##### The records #####

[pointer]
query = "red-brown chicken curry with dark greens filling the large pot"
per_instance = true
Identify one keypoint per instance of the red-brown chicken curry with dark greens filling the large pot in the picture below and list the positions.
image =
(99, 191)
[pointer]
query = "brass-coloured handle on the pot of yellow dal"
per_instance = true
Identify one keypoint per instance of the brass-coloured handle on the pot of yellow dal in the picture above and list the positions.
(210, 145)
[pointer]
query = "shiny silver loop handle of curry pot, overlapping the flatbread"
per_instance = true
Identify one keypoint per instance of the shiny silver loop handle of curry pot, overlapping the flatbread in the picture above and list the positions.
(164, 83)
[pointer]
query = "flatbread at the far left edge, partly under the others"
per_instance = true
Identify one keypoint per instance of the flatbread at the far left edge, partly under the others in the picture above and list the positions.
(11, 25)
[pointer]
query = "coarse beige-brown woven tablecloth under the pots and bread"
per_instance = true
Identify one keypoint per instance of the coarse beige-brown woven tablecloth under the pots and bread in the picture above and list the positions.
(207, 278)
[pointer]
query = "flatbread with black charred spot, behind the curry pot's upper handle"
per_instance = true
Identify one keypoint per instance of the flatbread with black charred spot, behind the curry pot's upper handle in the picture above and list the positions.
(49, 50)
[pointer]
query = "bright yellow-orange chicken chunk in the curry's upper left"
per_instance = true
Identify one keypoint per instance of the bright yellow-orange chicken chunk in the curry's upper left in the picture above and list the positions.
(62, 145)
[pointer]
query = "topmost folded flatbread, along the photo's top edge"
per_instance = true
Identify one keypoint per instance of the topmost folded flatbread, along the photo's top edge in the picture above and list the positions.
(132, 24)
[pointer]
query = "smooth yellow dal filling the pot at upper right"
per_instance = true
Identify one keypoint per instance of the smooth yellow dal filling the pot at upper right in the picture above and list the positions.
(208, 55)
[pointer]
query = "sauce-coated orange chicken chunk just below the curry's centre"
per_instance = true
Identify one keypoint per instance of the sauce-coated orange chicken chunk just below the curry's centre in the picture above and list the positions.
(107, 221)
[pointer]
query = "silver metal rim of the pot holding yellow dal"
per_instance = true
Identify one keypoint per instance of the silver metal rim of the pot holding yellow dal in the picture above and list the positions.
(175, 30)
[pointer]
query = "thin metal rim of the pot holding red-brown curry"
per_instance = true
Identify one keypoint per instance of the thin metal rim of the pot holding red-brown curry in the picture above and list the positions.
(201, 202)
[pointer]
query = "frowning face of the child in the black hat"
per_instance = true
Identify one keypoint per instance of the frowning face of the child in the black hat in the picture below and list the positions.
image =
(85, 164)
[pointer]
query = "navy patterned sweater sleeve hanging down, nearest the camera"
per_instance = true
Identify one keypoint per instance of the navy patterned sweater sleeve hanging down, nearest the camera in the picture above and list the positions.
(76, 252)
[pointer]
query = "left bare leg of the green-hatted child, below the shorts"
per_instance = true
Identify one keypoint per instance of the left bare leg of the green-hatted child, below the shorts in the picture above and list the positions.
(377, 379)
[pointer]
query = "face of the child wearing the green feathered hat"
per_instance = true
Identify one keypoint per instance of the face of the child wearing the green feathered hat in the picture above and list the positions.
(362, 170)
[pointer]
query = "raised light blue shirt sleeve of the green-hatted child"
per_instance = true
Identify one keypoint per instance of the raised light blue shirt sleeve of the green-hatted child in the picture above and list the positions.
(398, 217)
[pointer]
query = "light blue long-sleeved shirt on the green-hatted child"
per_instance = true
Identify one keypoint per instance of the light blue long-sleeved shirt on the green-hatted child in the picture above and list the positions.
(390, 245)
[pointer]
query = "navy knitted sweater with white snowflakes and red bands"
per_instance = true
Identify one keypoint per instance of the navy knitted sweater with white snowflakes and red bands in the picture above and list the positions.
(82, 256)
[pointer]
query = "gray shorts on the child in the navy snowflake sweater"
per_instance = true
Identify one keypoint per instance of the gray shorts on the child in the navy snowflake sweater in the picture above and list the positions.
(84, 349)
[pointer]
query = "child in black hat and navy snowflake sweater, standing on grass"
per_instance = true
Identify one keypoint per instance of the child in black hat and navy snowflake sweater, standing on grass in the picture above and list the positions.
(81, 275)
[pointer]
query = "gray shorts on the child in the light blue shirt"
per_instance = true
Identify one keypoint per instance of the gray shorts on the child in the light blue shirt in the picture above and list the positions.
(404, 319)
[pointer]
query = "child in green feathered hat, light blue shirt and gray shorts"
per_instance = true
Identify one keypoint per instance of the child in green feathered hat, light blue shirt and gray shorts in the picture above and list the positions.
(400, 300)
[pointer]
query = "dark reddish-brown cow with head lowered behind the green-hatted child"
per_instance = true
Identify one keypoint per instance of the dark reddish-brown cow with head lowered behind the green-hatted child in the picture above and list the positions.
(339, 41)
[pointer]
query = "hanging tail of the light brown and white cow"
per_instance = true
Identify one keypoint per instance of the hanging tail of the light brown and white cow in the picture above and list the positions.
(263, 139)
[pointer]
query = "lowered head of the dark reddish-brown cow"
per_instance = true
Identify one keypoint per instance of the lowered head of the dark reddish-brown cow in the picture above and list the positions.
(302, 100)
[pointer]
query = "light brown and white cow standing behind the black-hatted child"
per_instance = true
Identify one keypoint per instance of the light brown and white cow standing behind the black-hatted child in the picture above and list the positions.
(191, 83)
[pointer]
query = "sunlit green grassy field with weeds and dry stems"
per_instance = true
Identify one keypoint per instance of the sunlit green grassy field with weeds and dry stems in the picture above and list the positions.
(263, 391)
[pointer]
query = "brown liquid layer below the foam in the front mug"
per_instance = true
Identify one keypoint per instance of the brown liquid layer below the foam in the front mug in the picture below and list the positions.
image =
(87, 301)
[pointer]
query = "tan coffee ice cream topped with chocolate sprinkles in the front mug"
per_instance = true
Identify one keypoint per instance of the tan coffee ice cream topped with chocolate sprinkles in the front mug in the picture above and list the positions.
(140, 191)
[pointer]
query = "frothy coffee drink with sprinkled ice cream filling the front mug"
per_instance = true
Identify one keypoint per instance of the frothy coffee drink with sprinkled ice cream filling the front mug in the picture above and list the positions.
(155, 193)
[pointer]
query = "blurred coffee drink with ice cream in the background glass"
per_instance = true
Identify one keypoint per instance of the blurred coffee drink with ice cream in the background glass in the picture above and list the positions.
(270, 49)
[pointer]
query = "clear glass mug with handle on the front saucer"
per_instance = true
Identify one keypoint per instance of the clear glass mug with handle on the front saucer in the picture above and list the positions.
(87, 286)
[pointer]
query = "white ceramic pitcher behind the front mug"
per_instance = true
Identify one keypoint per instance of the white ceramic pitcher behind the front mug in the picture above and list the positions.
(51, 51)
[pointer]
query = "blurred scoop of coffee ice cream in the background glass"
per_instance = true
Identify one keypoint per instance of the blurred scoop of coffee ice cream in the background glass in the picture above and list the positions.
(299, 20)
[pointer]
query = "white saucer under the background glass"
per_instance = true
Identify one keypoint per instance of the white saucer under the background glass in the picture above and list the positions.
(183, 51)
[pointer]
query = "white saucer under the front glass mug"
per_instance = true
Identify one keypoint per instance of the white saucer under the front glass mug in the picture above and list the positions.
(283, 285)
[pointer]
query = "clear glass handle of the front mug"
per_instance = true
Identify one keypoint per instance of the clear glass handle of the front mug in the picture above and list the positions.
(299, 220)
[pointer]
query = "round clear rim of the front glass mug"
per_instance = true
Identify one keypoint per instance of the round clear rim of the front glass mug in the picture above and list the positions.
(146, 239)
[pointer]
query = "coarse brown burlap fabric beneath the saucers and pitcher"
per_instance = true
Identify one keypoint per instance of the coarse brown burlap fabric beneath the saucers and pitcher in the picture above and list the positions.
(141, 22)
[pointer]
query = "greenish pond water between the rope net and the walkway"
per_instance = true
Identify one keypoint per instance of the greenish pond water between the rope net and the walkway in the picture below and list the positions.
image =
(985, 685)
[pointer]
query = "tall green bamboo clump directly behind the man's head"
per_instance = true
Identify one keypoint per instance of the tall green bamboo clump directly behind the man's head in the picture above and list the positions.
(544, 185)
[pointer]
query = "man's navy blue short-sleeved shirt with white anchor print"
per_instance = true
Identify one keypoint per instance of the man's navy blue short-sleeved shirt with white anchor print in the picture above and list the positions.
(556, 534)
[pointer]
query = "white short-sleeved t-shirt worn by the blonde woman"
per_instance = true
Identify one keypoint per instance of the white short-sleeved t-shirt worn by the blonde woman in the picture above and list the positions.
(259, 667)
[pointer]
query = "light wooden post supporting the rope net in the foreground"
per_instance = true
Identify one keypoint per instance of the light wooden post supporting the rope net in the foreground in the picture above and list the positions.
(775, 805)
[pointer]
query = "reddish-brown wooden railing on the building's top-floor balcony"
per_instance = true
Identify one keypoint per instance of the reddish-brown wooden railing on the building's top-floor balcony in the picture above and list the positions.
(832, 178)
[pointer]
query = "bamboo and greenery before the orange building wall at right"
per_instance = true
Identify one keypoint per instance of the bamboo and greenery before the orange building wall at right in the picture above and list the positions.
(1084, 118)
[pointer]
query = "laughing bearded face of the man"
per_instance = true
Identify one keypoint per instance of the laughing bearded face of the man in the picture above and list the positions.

#####

• _Exercise requirements_
Copy each line above holding "frowning".

• _Written answer_
query = "frowning face of the child in the black hat"
Identify one keypoint per instance of the frowning face of the child in the black hat in the picture below and list the positions.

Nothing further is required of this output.